◆ **PROBLEM STATEMENT**:
Could you restate every entry word for word, leaving the pictures out?
+-------+
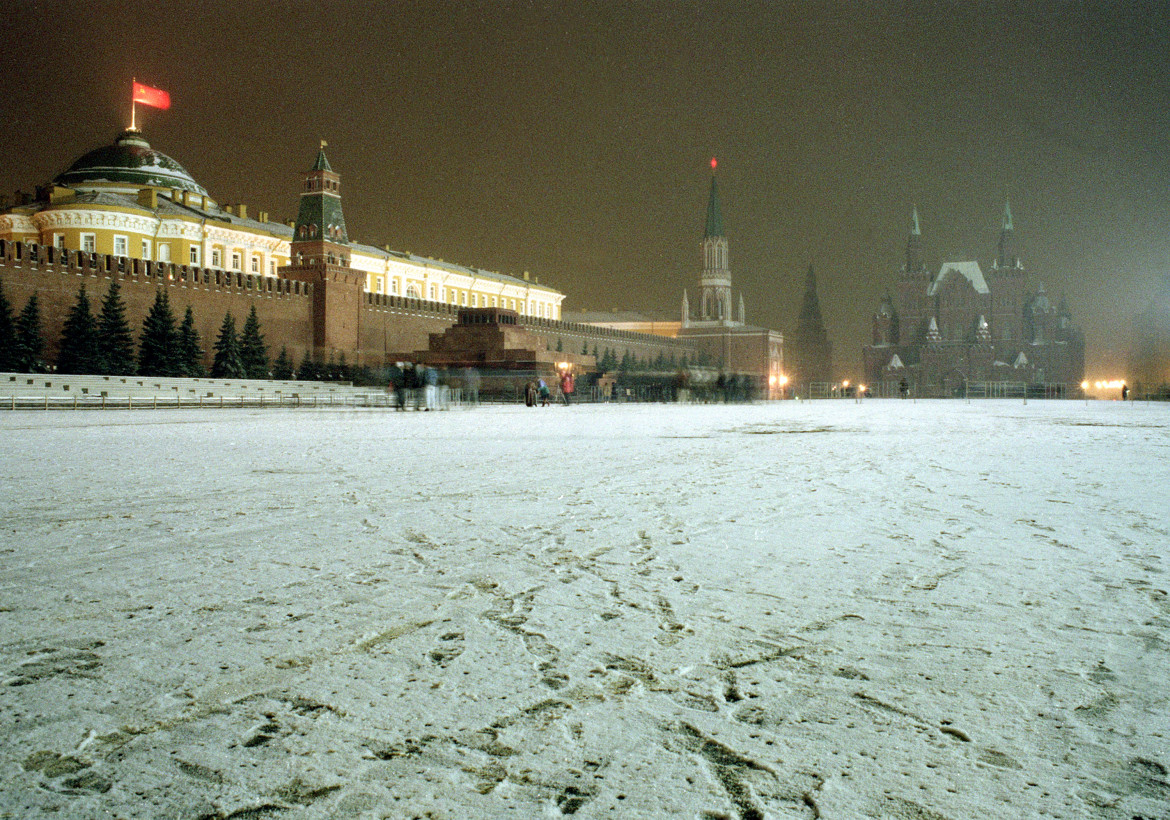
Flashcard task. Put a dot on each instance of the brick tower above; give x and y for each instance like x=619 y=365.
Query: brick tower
x=321 y=256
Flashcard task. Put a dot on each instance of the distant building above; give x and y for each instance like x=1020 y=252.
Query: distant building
x=728 y=342
x=807 y=351
x=1149 y=357
x=132 y=201
x=718 y=335
x=944 y=331
x=130 y=213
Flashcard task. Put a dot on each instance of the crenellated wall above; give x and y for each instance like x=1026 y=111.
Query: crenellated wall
x=390 y=328
x=284 y=308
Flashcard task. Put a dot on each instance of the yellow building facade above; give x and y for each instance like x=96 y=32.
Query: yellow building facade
x=130 y=200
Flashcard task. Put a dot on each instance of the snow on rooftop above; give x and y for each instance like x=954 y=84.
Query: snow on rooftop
x=889 y=608
x=969 y=270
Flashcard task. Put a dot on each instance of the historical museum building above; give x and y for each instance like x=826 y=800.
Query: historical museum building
x=961 y=325
x=126 y=211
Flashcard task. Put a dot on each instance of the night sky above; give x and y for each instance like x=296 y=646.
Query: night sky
x=573 y=139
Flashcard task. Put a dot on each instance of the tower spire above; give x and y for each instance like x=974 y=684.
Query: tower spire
x=715 y=281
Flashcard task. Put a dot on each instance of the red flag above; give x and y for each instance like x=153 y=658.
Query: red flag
x=151 y=96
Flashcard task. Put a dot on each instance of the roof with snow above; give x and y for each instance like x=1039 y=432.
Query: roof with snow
x=969 y=270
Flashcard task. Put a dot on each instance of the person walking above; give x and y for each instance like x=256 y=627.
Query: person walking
x=431 y=387
x=566 y=386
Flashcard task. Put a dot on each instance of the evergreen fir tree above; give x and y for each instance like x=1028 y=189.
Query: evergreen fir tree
x=190 y=350
x=282 y=367
x=115 y=342
x=7 y=336
x=227 y=363
x=158 y=344
x=29 y=344
x=78 y=338
x=253 y=351
x=308 y=370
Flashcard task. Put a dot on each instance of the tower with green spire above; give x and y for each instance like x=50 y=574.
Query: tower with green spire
x=715 y=282
x=321 y=256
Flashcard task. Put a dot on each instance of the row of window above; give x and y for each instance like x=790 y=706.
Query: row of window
x=122 y=248
x=460 y=297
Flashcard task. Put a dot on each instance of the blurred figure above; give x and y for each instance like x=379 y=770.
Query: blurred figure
x=566 y=386
x=472 y=385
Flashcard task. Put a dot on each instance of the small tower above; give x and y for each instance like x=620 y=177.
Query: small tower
x=715 y=283
x=1005 y=252
x=913 y=286
x=321 y=256
x=810 y=353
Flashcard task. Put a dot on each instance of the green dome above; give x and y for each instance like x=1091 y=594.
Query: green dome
x=129 y=162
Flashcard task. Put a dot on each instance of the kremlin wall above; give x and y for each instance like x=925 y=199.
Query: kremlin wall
x=130 y=212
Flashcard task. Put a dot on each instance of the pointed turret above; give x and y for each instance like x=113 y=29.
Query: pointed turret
x=715 y=282
x=1005 y=253
x=915 y=260
x=809 y=355
x=319 y=218
x=714 y=214
x=321 y=257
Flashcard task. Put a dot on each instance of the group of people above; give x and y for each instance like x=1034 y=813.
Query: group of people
x=537 y=391
x=426 y=388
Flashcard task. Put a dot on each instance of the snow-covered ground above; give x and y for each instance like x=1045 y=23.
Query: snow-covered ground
x=887 y=610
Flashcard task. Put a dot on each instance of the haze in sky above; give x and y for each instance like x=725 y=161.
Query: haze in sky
x=573 y=139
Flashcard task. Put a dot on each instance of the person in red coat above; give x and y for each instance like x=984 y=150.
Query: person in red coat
x=566 y=385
+-------+
◆ **EXPECTED ANSWER**:
Flashcard task. Put a dot on each instance of the brick tower above; give x and y for each instance like x=619 y=365.
Query: brick tower
x=321 y=256
Flashcard task. Put a dot on each instance of the distant building above; give x and y for each instance like x=1020 y=252.
Query: distant building
x=728 y=342
x=807 y=351
x=1149 y=357
x=132 y=201
x=718 y=335
x=944 y=331
x=130 y=213
Flashcard task. Put a dot on each instance of the crenellated wall above; give x and y for each instance like x=1026 y=111.
Query: crenellated wall
x=390 y=328
x=284 y=308
Flashcard task. Put a dot on each instance of the yellow building facade above; give x and y for each instance like x=96 y=32.
Query: yellow building facade
x=130 y=200
Flashcard task. Put a dot on each instance of the snow on rooftop above; give x and y for each instance like x=954 y=84.
Query: snow on rooftop
x=889 y=608
x=969 y=270
Flashcard task. Put a dot on each instance of the historical museum building above; give x and y for each instance like x=826 y=800.
Query: historical museum building
x=961 y=325
x=126 y=211
Flashcard task. Put a dot on each instance of the night sky above; give x and y for each instance like x=296 y=646.
Query: night sky
x=573 y=139
Flashcard task. Put a dot on each instance of the tower spire above; give x and y for each instance like x=974 y=684.
Query: tower spire
x=715 y=281
Flashcard task. Put a dot on each instance of the red flag above; give x and y for each instance like x=153 y=658.
Query: red flag
x=151 y=96
Flashcard task. Put a dot on each instance of the roof with snow above; give x and y for each instance like x=1039 y=432.
Query: roof with snow
x=969 y=270
Flashcard task. Put a dot on each instance of the person walking above; give x and y for each instance like x=256 y=627.
Query: person walking
x=431 y=387
x=566 y=386
Flashcard task. Put a dot on each instance of the evergreen fir tree above; give x and y for each instance like x=1028 y=189.
Query: evergreen fir tree
x=190 y=350
x=282 y=367
x=115 y=342
x=7 y=336
x=227 y=363
x=158 y=344
x=29 y=344
x=78 y=338
x=253 y=351
x=308 y=370
Flashcard task. Put a dot on each instance of the tower with green spire above; give x and y for each instance like x=50 y=574.
Query: tower with green spire
x=715 y=282
x=321 y=256
Flashcard task. Put a dot on each instance of the row of window above; give x and y for each instance like x=790 y=706.
Query: row of window
x=122 y=248
x=460 y=297
Flashcard task. Put a dot on each instance of the blurred figure above; give x and y for each instance like x=379 y=770.
Query: blurred figure
x=566 y=386
x=472 y=385
Flashcard task. Put a dot on each instance of the small tower above; give x and y for each instance like x=620 y=177.
Query: small tower
x=715 y=283
x=1005 y=252
x=913 y=286
x=321 y=256
x=810 y=353
Flashcard task. Put a dot on each instance of the green dome above; give x and y for each instance like x=1091 y=594.
Query: green dome
x=129 y=162
Flashcard task. Put a dot on each instance of the kremlin wall above; give x and y for each instance like x=925 y=199.
Query: kremlin wall
x=130 y=212
Flashcard task. Put a dot on each instance of the pointed turret above; give x and y for each instance like x=113 y=29.
Query: pointed turret
x=715 y=282
x=1005 y=253
x=915 y=260
x=809 y=355
x=319 y=218
x=714 y=214
x=321 y=257
Flashcard task. Put a dot on each instance of the group of people above; give x and y for each instance like x=1034 y=813.
Query: group of people
x=537 y=391
x=426 y=388
Flashcard task. Put a dot on each instance of the snow-covered ground above; give x and y for each instance like x=1045 y=23.
Query: snow-covered ground
x=887 y=610
Flashcard task. Put a dot on each instance of the haze in sky above; give x and y for each instance like x=725 y=161.
Query: haze in sky
x=573 y=139
Flashcard task. Put a dot on each instance of the person in red coat above; give x and y for each instance like x=984 y=150.
Query: person in red coat
x=566 y=385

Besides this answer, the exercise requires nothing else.